* _Required actions_
A - In the passage about Edwards and the Great Awakening, in what year did Stoddard die?
B - Reproduce the passage about Edwards and the Great Awakening word for word, starting at the words "The congregation of" and stopping after the words "of human nature.".

* _Source document_
The God that holds you over the pit of hell, much as one holds a spider, or some loathesome insect, over the fire, abhors you, and is dreadfully provoked; his wrath towards you bums like fire; he looks upon you as worthy of nothing else, but to be cast into the fire; he is of purer eyes than to bear to have you in his sight.

The congregation of Enfield, we are told, was moved almost to despair; “there was such a breathing of distress and weeping” that the speaker was interrupted and had to plead for silence. Sincerity of vision may amount to cruelty, and something is due to the weakness of human nature.

The result was inevitable. The people of Northampton listened to Edwards for a time; were rapt out of themselves; suffered the relapse of natural indolence; grew resentful under the efforts to keep them in a state of exaltation; and freed themselves of the burden when it became intolerable. At first all went well. Stoddard, in whose declining years the discipline of the church had been somewhat relaxed, died in 1729, and the fervour of his successor soon began to tell on the people. In 1733, as Edwards notes in his Narrative of Surprising Conversions, there was a stirring in the conscience of the young, who had hitherto been prone to the awful sin of “frolicking.” The next year the sudden conversion of a young woman, “who had been one of the greatest company keepers in the whole town,” came upon the community “like a flash of lightning”; the Great Awakening was started, which was to run over New England like a burning fire, with consequences not yet obliterated. The usual accompaniments of moral exaltation and physical convulsions showed themselves. Edwards relates with entire approbation the morbid conversion of a child of four. The poor little thing was overheard by her mother in her closet wrestling with God in prayer, from which she came out crying aloud and “wreathing her body to and fro like one in anguish of spirit.” She was afraid she was going to hell! It was inevitable that such a wave of superheated emotion should subside in a short time. In fact the enthusiasm had scarcely reached its height when it began to show signs of perversion and decay. Immediately after the story of the young convert Edwards notes that “the Spirit of God was gradually withdrawing” and “Satan seemed to be let loose and raged in a dreadful manner.” An epidemic of melancholy and suicidal mania swept over the community, and multitudes seemed to hear a voice saying to them: “Cut your own throat, now is a good opportunity.” Strange delusions arose and spread, until common sense once more got the upper hand.

* _Record extracts_
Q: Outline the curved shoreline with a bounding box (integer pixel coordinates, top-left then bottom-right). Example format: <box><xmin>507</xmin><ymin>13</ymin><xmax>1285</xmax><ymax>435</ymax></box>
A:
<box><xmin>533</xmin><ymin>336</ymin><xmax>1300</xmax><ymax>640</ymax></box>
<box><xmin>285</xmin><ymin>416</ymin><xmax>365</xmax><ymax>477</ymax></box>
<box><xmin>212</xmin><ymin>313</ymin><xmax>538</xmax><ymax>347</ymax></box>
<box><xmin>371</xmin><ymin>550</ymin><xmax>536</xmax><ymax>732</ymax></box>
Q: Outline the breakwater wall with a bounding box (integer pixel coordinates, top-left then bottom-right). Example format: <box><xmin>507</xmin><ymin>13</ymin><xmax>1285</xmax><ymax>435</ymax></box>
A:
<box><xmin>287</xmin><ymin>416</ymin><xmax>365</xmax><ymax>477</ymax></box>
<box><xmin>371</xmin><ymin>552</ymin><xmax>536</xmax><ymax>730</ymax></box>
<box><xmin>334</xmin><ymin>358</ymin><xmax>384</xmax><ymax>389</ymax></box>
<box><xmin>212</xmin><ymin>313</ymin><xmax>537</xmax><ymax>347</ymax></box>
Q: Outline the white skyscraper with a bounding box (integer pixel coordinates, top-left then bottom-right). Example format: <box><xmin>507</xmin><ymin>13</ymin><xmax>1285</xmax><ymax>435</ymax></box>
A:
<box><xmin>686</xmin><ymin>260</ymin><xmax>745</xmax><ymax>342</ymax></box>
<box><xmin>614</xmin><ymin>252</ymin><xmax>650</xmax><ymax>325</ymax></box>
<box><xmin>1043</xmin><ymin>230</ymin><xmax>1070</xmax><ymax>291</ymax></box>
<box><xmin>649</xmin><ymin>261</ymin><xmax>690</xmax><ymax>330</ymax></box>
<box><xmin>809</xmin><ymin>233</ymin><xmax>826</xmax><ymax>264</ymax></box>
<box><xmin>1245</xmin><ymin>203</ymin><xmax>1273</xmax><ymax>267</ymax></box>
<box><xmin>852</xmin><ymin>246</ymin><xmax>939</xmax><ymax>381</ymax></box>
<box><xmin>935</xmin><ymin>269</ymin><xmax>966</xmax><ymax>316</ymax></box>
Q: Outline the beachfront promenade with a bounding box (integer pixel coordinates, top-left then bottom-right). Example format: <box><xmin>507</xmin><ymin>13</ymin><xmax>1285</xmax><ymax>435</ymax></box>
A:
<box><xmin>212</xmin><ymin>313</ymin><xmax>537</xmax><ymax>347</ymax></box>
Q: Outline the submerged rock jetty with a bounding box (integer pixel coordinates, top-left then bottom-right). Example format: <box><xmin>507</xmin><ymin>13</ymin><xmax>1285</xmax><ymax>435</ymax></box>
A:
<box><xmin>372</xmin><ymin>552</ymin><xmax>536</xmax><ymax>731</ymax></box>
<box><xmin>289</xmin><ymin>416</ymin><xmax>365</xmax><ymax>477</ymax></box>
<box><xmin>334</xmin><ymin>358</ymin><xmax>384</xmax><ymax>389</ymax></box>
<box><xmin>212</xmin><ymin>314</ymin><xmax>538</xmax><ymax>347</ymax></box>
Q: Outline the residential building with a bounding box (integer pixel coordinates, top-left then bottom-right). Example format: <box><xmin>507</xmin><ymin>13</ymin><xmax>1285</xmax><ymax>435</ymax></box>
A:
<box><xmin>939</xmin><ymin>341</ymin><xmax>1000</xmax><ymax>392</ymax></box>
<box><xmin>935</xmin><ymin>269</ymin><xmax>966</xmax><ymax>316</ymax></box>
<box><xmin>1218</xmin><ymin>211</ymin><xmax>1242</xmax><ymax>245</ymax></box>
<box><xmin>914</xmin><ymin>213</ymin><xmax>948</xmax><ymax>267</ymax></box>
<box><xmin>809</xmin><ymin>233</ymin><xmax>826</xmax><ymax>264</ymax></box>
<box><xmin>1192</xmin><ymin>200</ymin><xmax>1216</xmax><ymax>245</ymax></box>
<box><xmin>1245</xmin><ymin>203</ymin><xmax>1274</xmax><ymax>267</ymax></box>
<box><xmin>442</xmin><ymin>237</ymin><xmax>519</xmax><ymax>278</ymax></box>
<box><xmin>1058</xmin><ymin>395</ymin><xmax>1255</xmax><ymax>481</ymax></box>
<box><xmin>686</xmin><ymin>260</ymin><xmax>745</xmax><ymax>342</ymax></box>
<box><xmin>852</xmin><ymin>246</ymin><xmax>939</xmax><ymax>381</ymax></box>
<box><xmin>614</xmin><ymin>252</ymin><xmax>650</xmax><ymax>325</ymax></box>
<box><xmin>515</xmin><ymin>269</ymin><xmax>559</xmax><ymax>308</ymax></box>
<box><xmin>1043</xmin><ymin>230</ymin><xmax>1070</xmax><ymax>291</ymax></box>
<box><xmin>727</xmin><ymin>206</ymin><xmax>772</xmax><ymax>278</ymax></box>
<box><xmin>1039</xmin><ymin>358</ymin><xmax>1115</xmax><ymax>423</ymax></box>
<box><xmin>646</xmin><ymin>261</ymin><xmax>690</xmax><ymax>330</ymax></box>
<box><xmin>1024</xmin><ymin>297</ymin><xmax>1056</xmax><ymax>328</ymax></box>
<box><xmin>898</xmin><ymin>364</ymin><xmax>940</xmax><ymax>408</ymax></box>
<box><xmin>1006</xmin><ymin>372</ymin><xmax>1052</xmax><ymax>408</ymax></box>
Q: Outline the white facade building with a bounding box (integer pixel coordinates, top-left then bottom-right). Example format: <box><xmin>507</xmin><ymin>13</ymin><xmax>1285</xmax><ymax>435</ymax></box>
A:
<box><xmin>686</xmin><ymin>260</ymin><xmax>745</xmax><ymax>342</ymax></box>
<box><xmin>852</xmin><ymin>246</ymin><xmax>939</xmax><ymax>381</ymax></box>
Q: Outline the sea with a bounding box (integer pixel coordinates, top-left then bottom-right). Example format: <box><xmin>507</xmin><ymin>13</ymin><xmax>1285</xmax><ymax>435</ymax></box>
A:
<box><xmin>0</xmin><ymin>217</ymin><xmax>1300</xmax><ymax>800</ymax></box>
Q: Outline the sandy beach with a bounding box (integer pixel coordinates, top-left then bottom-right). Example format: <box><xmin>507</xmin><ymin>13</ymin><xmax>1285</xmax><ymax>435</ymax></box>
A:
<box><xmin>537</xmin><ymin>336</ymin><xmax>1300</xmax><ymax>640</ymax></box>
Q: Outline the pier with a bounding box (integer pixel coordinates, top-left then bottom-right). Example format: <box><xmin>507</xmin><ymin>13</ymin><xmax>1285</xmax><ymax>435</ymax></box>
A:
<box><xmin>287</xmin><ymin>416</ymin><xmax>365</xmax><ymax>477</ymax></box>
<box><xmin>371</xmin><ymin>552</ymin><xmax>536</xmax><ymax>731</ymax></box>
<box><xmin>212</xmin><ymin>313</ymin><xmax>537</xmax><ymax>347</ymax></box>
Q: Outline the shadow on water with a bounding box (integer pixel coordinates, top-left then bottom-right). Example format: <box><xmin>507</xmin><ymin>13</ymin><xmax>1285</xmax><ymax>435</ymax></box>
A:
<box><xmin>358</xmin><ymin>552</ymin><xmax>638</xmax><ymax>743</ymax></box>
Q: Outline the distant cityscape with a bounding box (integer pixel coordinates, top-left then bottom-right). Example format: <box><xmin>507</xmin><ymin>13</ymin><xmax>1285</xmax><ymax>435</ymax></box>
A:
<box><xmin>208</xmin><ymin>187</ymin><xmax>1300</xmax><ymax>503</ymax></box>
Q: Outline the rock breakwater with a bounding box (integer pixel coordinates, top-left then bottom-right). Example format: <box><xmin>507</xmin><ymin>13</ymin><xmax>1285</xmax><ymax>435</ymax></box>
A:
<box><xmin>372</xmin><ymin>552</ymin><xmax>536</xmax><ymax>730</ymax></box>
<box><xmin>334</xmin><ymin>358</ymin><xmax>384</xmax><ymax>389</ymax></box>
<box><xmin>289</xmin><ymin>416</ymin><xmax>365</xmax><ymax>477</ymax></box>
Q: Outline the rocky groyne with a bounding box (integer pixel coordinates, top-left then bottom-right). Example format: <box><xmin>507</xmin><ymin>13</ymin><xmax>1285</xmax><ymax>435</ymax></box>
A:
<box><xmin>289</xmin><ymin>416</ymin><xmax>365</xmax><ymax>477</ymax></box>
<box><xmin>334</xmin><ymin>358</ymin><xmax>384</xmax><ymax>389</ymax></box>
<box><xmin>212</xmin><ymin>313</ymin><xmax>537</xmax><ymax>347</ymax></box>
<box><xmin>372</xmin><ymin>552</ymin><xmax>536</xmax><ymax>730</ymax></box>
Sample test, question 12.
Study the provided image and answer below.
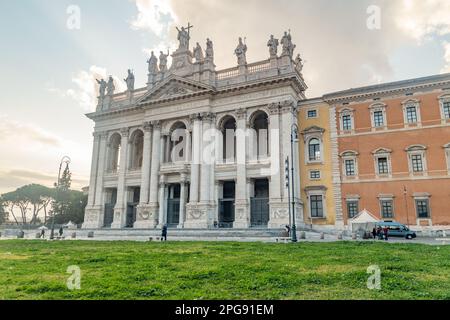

* _Solutions in order_
A - Stoddard died in 1729.

B -
The congregation of Enfield, we are told, was moved almost to despair; “there was such a breathing of distress and weeping” that the speaker was interrupted and had to plead for silence. Sincerity of vision may amount to cruelty, and something is due to the weakness of human nature.